# SUPPLIED PASSAGE
===

A serial killer is embraced

In "Mister, Mister," Grass again ponders societal decay.

Günter Grass' Mister, Mister - originally Onkel, Onkel - predates his 1959 novel The Tin Drum by two years (and his Nobel Prize by 42), but as this Quince Productions staging shows, for Grass all roads eventually lead to Berlin. However, a far more troubling conclusion to be reached from this darker-than-the-Black-Forest satirical work is that those same roads also lead directly to our own front door.

Bollin, a notorious serial killer, is welcomed by his potential victims with increasingly open arms; as his fame grows via unrelenting tabloid coverage, so does the public's desire to submit to him. There's no fear of the madman in their midst, because the people, it seems, are even madder than he is.

And yet his methodical attention to procedure (labeled "a systematizer," he records the details of each murder) is thwarted by his victims' enthusiasm: Throughout the course of his Everyman-like travails on stage, he manages to kill exactly no one, though the survivors of his attempts can perhaps catalog his successful past kills even better than he can. Meanwhile, he is trailed by two children who possess even less conscience than he does. If the children are our future, for Grass that future is bleak indeed.

===

# PROVIDED INFORMATION

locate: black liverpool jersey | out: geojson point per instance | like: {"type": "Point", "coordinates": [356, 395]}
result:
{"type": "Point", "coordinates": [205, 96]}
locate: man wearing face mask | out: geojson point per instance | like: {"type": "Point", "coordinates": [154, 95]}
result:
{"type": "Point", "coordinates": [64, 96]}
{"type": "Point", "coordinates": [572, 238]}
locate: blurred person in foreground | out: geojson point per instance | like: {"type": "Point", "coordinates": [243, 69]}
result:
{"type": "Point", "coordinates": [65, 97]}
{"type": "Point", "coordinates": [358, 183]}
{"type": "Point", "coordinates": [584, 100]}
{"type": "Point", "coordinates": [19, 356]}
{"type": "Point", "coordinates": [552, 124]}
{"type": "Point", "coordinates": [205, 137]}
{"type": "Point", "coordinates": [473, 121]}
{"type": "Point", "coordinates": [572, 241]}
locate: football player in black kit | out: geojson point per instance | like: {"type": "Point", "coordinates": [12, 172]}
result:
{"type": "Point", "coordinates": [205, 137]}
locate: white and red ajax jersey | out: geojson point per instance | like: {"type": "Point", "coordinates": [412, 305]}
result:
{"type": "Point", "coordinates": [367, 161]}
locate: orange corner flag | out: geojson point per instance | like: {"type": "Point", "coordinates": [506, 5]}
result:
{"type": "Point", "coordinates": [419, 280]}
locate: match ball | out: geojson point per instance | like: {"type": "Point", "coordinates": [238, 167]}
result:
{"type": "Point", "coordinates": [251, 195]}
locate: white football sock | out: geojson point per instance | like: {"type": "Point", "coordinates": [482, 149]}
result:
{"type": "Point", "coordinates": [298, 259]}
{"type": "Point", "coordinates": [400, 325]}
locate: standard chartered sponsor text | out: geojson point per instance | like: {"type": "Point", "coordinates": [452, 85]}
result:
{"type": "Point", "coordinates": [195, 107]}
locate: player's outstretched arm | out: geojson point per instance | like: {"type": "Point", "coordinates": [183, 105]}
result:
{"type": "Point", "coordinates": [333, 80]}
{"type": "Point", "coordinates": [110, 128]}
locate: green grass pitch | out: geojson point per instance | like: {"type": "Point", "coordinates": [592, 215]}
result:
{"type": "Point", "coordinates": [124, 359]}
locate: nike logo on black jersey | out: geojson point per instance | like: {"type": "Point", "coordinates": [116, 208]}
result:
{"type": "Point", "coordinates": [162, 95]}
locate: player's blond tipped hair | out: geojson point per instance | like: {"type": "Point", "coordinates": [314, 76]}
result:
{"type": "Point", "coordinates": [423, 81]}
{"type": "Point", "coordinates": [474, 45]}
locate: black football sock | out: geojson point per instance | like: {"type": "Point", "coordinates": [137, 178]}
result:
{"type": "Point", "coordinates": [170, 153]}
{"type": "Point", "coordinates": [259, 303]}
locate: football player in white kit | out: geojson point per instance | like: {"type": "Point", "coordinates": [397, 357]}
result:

===

# WRITTEN EXERCISE 1
Retype the theater review from "A serial killer" to "than he is.".
# WRITTEN EXERCISE 2
According to the theater review, how many years before The Tin Drum was Mister, Mister written?
Rely on the theater review alone.

# EXPECTED ANSWER 1
A serial killer is embraced

In "Mister, Mister," Grass again ponders societal decay.

Günter Grass' Mister, Mister - originally Onkel, Onkel - predates his 1959 novel The Tin Drum by two years (and his Nobel Prize by 42), but as this Quince Productions staging shows, for Grass all roads eventually lead to Berlin. However, a far more troubling conclusion to be reached from this darker-than-the-Black-Forest satirical work is that those same roads also lead directly to our own front door.

Bollin, a notorious serial killer, is welcomed by his potential victims with increasingly open arms; as his fame grows via unrelenting tabloid coverage, so does the public's desire to submit to him. There's no fear of the madman in their midst, because the people, it seems, are even madder than he is.

# EXPECTED ANSWER 2
Two years.